### PROBLEMS
a) Name every person mentioned in the passage on Presbyterian church power.
b) According to the passage on Presbyterian church power, in what year did George Gillespie write against the High-Churchism being obtruded on the Church of Scotland?
c) Reproduce the part of the passage on Presbyterian church power that opens with the words containing "There is a measure" and closes with "and the exception?".

### SOURCE TEXT
____

There is a measure of absurdity about the question as all the persons whose opinions will be referenced are Scottish and Presbyterian. This, then, is an intramural discussion. So, is it a matter of a majority and a minority report? Or is it a matter of the rule and the exception?
At the outset, it must be mentioned that the Presbyterian polemicist, as some would have it, sails a course between the Charybdis of prelacy and the Scylla of independency; or, as others would have it, he fights a war on two fronts, defending against both Episcopalians and Congregationalists. The authors cited were not writing with academic detachment but were lashing down the tiller or responding to incoming fire. The direction and imminence of the threat are important to know when weighing the arguments of the writer.
Starting with Bannerman, while his lectures were given at a Free Church of Scotland institution, to Free Church divinity students, by a Free Church professor, there were controversies outside the walls. The Ten Years Conflict and the Disruption had been fought in defence of the rights of the Christian people; and even though Bellarmine had long been defeated, John Henry Newman had risen in his place. High-Churchism was the clear and present danger. Similarly, George Gillespie wrote in 1637 against the High-Churchism which was being further obtruded on the Church of Scotland. Samuel Rutherford and Robert Baillie wrote in the 1640s while in England, after Episcopacy was dismantled and the decision was being made as to what would replace it. They wrote as their pleas for accommodation were drowned by demands for toleration. They wrote as the civil war within the Civil War, the pro-toleration New Model Army against the nominally Presbyterian English Parliament, was beginning to take shape. Gillespie wrote again on the subject having spent time in England. By then, Congregationalism, or Independency, was for all three of them the clear and present danger. Again, the direction and imminence of the threat are important to know when weighing the arguments of the writer.
George Gillespie writes that the right and power of ordination belongs primarily and wholly to Christ who communicates it to the church. Both Christ for his part and the church for her part have delivered this power to the presbytery, by divine institution. In ordinary circumstances the presbytery, which is the church in a representative form, has the power of ordination. The church, having in ordinary circumstances the right to elect those to be ordained, has in extraordinary circumstances also the power to ordain them.
Samuel Rutherford holds that church power, the power of the keys, is given to office-bearers immediately by Christ and mediately by the consent and election of the church. The power by which the church chooses office-bearers is a popular or virtual power, not an authoritative or formal power; it is a power about the keys, not of the keys. The fact that in extraordinary circumstances something extraordinary might be done does not mean that the church has the power of the keys. The power about the keys is sufficient in the circumstances to raise up office-bearers.
Robert Baillie recognises a change in the Congregationalists’ position. Some are no longer arguing that church power belongs to the members of the church in contradistinction to the office-bearers, but that church power belongs to both: the office-bearers have a power of authority to rule, and that the members have a power of liberty to give or withhold an authoritative concurrence to their ruling. Baillie highlights the difficulties inherent both in principle and practice which this variation of Congregationalism presents. In opposition, he states that the power and exercise of ecclesiastical jurisdiction is in the hands of the Presbytery. When it comes to the election of office-bearers by the congregation, he says that election is not an act of power but an antecedent or sine quo non. It is the Presbytery only who by ordination confer office upon the person elected.

____

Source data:
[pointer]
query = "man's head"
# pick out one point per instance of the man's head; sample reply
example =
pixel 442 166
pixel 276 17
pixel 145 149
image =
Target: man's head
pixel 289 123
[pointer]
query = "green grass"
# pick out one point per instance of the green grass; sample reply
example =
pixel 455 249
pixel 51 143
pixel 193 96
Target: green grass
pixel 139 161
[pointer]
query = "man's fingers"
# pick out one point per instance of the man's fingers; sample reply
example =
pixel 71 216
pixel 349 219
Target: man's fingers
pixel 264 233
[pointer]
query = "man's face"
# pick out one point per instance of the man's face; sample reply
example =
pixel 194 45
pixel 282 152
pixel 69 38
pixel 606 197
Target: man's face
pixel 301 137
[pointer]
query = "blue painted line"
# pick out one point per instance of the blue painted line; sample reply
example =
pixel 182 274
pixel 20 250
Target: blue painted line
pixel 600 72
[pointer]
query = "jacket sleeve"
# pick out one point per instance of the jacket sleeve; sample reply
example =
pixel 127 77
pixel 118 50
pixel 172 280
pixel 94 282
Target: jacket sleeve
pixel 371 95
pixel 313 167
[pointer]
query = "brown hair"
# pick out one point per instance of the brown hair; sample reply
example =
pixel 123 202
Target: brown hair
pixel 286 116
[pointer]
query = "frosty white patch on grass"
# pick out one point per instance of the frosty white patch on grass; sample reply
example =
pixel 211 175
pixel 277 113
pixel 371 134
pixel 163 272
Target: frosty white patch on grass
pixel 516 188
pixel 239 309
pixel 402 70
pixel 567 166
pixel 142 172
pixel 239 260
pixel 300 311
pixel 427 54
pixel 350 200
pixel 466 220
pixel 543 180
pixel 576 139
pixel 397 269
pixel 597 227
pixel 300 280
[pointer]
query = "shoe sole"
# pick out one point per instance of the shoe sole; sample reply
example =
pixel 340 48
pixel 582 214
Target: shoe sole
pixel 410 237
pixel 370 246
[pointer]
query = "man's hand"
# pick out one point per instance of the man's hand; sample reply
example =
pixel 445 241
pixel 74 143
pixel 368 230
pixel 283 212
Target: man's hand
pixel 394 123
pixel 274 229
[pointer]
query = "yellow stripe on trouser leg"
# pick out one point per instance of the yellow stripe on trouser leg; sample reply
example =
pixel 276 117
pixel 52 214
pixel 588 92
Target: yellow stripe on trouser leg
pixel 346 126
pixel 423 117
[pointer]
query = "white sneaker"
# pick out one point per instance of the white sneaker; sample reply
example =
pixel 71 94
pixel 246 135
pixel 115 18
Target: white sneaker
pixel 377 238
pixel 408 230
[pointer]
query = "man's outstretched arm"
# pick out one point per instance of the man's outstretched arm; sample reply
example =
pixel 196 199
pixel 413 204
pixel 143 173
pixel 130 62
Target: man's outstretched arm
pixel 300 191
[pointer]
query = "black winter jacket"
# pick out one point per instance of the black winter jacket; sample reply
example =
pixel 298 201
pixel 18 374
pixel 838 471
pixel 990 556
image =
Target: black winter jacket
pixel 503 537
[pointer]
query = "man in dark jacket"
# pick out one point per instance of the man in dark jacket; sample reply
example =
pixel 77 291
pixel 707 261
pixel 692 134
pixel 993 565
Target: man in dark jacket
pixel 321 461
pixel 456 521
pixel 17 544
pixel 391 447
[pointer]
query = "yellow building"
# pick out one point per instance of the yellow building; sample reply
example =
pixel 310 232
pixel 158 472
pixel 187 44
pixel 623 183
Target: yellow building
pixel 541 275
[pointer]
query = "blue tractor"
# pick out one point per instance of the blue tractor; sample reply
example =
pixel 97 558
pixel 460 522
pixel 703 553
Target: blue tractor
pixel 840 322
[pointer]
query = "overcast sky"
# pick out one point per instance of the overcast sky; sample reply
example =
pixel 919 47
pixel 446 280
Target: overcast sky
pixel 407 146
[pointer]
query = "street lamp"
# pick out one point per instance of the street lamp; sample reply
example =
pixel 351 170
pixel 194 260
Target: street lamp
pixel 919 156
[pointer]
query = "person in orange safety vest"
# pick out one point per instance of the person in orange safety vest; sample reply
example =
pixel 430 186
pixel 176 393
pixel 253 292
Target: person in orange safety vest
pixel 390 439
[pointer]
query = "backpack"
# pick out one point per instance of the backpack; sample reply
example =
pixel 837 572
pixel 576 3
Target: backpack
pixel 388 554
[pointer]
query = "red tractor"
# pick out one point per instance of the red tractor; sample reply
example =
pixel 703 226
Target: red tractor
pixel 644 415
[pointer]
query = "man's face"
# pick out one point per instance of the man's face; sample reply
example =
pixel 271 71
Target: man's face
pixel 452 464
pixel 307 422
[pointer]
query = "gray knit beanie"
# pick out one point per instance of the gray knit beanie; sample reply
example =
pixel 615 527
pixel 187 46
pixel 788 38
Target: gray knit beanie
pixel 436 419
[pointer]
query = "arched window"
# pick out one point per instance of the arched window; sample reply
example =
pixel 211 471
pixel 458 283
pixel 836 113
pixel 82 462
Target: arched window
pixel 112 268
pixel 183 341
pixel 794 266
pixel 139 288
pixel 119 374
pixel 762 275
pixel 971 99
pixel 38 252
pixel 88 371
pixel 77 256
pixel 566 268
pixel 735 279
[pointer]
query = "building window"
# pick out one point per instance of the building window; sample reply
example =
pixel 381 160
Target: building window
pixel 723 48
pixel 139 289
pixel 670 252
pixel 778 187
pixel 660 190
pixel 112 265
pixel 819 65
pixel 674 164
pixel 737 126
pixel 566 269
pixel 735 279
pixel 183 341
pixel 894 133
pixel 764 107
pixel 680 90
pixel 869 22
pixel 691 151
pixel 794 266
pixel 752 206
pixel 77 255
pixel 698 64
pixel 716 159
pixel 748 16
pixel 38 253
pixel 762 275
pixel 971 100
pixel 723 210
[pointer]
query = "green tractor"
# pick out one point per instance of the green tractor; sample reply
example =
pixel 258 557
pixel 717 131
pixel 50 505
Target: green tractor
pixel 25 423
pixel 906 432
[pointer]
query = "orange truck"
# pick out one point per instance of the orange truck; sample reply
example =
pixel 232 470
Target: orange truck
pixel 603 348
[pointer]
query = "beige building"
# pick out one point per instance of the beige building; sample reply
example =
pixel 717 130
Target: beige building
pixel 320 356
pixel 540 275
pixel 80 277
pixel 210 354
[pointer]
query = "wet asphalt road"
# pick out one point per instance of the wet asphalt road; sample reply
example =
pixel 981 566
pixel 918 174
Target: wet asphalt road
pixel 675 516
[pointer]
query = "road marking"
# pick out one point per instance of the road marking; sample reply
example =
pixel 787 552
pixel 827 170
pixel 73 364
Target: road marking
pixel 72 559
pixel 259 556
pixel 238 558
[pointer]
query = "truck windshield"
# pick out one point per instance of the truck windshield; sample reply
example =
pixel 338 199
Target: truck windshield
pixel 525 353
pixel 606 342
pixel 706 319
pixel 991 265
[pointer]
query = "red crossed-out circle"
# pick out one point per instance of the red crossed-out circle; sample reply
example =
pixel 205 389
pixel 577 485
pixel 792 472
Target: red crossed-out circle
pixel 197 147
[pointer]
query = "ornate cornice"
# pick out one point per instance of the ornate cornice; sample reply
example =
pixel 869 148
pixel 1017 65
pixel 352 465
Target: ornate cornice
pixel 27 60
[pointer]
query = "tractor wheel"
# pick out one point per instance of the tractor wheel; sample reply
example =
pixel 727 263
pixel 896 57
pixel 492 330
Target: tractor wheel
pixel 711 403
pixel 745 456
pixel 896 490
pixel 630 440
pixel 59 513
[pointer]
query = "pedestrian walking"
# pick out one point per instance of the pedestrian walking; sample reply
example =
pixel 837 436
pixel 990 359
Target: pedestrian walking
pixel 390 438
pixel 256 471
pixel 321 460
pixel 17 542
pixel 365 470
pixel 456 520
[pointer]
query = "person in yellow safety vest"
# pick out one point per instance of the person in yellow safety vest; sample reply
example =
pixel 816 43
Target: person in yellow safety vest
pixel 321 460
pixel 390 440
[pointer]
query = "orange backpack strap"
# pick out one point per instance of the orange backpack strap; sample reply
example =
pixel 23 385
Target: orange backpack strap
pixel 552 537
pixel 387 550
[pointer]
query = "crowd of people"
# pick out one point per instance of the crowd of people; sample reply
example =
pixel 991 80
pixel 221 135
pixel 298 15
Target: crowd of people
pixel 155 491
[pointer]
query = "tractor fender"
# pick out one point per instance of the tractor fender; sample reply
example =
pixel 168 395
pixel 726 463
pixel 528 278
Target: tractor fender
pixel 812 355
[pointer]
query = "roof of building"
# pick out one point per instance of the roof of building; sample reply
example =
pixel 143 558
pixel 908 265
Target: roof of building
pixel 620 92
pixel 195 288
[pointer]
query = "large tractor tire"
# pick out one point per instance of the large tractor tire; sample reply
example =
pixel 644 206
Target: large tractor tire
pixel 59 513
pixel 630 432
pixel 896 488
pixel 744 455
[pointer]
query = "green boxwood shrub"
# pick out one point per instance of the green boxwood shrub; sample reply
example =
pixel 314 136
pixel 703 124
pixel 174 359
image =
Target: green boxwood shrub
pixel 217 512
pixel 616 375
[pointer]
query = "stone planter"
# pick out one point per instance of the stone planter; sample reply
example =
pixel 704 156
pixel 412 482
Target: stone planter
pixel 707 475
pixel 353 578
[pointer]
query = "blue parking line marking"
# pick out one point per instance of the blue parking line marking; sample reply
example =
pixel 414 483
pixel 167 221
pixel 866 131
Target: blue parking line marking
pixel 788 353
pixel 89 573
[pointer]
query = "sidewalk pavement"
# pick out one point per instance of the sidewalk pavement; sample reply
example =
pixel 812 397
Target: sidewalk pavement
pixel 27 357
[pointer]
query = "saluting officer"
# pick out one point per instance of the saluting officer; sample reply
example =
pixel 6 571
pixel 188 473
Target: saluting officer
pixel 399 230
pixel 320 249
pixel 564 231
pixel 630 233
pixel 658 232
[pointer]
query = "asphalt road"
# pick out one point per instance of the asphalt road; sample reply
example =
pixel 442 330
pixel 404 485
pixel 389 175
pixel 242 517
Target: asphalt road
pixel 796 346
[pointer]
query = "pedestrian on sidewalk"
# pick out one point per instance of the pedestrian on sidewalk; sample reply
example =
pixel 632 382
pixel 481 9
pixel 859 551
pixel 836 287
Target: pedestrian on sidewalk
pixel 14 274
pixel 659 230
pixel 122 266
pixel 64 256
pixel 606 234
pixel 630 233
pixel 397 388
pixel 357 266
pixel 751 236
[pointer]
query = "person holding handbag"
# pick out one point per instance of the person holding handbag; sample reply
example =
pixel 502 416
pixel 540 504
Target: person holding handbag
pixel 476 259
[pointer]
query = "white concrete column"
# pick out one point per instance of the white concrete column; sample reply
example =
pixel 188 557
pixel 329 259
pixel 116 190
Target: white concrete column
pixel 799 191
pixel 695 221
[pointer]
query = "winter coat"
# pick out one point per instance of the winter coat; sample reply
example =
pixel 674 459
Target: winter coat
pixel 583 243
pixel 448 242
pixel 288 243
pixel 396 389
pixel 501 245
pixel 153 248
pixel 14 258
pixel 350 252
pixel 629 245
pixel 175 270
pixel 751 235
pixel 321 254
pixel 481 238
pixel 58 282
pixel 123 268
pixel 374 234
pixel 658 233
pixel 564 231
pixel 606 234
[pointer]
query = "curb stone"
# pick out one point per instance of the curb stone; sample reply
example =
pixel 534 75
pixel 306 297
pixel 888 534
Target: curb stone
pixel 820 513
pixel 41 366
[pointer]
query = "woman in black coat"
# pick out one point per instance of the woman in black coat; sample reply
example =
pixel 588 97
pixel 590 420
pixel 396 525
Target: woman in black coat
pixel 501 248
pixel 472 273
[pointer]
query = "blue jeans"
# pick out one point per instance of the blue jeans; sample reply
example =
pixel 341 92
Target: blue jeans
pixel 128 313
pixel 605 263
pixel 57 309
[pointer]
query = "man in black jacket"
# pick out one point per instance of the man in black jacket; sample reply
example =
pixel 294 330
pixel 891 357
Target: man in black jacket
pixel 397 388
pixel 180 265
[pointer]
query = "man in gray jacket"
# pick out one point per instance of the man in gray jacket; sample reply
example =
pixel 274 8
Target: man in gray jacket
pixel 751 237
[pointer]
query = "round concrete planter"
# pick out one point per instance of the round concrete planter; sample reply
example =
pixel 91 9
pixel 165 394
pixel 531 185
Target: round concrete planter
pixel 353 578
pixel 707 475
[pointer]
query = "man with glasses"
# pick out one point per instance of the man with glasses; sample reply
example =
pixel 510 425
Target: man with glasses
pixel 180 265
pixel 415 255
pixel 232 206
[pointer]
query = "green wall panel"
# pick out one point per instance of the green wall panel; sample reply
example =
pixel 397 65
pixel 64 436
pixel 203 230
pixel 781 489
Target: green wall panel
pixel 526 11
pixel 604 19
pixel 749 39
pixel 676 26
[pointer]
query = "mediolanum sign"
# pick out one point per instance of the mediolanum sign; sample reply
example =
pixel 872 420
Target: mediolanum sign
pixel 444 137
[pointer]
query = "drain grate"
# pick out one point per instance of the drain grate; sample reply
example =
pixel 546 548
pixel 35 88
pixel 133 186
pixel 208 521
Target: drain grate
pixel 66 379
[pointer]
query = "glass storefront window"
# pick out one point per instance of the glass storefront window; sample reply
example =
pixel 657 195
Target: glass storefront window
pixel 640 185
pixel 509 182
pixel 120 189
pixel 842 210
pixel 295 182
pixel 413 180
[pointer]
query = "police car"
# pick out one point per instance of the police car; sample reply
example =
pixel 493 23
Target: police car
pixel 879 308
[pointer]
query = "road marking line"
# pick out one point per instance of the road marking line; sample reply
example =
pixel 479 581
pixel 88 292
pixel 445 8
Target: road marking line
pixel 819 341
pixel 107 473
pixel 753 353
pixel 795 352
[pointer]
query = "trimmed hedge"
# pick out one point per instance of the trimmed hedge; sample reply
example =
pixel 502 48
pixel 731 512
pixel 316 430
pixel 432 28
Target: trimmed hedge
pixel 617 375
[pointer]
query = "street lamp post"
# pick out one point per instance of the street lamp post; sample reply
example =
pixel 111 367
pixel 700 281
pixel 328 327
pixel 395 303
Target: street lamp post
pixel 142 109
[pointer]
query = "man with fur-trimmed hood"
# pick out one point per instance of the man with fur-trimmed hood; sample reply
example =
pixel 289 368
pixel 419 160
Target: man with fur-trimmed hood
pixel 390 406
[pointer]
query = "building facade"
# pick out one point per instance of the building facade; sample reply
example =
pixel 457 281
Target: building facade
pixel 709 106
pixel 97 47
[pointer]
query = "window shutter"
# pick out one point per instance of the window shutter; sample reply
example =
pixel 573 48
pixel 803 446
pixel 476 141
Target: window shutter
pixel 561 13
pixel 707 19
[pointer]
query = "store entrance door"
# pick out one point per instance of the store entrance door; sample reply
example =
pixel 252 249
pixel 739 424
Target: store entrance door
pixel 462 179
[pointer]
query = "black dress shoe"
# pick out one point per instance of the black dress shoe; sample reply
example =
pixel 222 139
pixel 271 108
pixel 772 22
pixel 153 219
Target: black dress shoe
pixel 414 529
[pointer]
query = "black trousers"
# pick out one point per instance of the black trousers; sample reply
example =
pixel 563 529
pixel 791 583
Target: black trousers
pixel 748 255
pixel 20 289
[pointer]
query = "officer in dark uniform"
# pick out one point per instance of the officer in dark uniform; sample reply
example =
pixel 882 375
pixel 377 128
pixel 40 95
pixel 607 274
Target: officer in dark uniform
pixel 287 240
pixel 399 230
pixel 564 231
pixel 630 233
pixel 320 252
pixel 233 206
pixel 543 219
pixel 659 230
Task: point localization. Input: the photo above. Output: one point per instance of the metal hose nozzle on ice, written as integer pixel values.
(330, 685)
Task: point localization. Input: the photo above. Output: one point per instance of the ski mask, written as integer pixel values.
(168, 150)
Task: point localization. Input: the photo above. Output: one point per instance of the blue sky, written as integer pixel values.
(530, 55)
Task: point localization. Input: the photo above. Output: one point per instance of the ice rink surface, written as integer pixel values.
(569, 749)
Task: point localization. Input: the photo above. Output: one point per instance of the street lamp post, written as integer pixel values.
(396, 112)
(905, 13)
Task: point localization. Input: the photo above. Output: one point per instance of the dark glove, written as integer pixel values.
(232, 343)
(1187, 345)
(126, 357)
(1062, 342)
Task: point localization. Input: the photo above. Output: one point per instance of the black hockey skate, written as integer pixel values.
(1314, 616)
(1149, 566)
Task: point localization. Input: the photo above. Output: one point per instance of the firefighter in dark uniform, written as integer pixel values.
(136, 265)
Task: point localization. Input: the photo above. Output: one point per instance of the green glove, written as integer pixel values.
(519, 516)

____

### RESPONSES BY TASK
a) Bannerman, Bellarmine, John Henry Newman, George Gillespie, Samuel Rutherford, Robert Baillie

b) 1637

c)
There is a measure of absurdity about the question as all the persons whose opinions will be referenced are Scottish and Presbyterian. This, then, is an intramural discussion. So, is it a matter of a majority and a minority report? Or is it a matter of the rule and the exception?